== DATASET RECORDS ==
==============================
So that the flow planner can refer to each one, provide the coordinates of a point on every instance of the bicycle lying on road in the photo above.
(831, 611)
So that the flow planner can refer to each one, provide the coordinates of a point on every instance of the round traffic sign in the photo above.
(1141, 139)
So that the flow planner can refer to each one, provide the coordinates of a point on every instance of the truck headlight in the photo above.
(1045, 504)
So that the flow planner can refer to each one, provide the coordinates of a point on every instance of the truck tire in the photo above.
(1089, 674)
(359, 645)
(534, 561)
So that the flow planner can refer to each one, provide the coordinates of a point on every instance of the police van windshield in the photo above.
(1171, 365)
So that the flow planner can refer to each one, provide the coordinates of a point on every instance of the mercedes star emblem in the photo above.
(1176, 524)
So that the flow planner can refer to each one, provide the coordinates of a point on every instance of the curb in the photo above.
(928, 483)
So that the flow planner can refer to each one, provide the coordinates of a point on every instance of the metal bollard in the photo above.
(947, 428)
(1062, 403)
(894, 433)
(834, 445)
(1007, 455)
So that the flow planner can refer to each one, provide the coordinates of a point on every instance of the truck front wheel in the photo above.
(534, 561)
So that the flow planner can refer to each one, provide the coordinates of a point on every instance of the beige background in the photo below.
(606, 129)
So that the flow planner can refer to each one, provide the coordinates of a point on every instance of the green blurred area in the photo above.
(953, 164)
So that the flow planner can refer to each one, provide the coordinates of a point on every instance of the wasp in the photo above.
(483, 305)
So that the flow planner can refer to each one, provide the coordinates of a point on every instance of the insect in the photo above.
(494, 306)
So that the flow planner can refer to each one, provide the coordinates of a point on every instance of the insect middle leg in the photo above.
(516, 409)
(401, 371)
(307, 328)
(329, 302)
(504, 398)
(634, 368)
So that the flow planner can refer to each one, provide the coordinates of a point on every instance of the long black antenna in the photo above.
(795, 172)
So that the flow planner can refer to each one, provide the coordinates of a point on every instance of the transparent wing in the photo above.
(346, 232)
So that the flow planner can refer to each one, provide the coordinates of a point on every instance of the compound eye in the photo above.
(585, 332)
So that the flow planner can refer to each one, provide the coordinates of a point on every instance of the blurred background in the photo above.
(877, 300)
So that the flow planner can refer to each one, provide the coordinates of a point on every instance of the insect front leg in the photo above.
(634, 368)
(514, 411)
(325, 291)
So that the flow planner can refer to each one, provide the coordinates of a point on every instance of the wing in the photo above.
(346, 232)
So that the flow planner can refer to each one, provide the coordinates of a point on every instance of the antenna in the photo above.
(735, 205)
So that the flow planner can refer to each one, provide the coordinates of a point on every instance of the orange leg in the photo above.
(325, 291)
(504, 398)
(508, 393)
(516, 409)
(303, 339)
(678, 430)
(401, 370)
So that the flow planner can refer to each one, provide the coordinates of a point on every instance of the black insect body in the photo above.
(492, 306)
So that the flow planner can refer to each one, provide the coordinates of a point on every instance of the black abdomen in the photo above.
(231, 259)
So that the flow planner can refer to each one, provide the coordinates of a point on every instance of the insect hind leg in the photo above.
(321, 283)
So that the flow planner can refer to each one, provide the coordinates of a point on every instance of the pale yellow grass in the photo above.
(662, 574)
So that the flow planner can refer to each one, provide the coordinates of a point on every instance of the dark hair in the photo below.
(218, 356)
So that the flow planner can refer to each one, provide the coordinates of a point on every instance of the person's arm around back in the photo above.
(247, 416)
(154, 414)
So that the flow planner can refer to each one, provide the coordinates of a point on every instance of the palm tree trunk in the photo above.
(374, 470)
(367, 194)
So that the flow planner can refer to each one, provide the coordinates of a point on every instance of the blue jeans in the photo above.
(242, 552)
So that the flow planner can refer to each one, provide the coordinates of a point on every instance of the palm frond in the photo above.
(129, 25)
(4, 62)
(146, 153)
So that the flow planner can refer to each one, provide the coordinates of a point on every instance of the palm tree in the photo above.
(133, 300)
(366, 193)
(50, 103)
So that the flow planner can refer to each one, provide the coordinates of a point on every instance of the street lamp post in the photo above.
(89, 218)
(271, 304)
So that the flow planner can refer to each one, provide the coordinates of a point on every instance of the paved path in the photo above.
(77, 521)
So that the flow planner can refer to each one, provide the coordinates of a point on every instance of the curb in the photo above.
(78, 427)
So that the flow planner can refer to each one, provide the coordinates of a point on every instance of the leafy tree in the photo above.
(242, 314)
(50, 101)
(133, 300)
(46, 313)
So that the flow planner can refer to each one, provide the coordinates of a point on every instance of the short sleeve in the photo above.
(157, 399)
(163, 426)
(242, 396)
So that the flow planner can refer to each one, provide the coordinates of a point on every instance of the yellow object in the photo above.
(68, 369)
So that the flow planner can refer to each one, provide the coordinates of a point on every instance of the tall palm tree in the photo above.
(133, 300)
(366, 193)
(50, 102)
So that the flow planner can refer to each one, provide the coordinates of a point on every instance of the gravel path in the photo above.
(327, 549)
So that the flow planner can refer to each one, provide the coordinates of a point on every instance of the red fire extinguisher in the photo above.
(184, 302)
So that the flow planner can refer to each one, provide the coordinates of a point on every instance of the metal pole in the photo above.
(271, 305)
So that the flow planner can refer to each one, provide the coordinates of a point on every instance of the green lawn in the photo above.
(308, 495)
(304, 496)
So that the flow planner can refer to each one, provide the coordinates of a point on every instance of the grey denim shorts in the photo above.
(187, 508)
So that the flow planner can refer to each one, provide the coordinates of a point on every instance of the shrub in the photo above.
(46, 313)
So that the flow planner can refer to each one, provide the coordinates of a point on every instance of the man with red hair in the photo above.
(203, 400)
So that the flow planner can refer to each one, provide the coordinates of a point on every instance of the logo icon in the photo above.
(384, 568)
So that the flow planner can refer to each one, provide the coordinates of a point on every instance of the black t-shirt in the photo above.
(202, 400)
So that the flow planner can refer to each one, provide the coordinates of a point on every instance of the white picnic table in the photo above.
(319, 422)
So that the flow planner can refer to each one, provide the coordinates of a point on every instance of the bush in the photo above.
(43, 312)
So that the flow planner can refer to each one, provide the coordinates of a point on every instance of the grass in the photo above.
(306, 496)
==============================
== TASK DETAILS ==
Repeat word for word every line from the one that holds "sleeve in the photo above." to the end. Both ends count.

== WRITTEN ANSWER ==
So that the flow planner can refer to each one, provide the coordinates of a point on every instance of the short sleeve in the photo above.
(157, 399)
(163, 426)
(242, 396)
So that the flow planner can refer to each one, provide the coordinates of a point on every instance of the yellow object in the photo above.
(68, 369)
So that the flow planner can refer to each one, provide the coordinates of a point on every instance of the tall palm tree in the photo above.
(133, 300)
(366, 193)
(50, 102)
So that the flow planner can refer to each one, provide the coordinates of a point on every instance of the gravel path in the photo above.
(327, 549)
So that the flow planner can refer to each one, provide the coordinates of a point on every instance of the red fire extinguisher in the photo above.
(184, 302)
So that the flow planner can refer to each one, provide the coordinates of a point on every instance of the metal pole in the photo above.
(271, 305)
So that the flow planner can refer to each one, provide the coordinates of a point on every instance of the green lawn in the photo above.
(308, 495)
(304, 496)
So that the flow planner can refer to each one, provide the coordinates of a point on every instance of the grey denim shorts in the photo above.
(187, 508)
So that the flow planner can refer to each one, provide the coordinates of a point on every instance of the shrub in the photo above.
(46, 313)
So that the flow planner can refer to each one, provide the coordinates of a point on every instance of the man with red hair in the photo above.
(203, 400)
So that the flow planner can refer to each one, provide the coordinates of a point on every instance of the logo icon in the photo above.
(384, 568)
So that the flow planner can refer to each one, provide the coordinates of a point on every instance of the black t-shirt in the photo above.
(202, 400)
So that the flow planner can refer to each one, provide the coordinates of a point on every instance of the white picnic table in the photo above.
(319, 422)
So that the flow planner can refer to each one, provide the coordinates of a point on every instance of the bush in the photo above.
(43, 312)
So that the flow planner can refer to each one, provide the coordinates of a point on every instance of the grass in the photo above.
(306, 496)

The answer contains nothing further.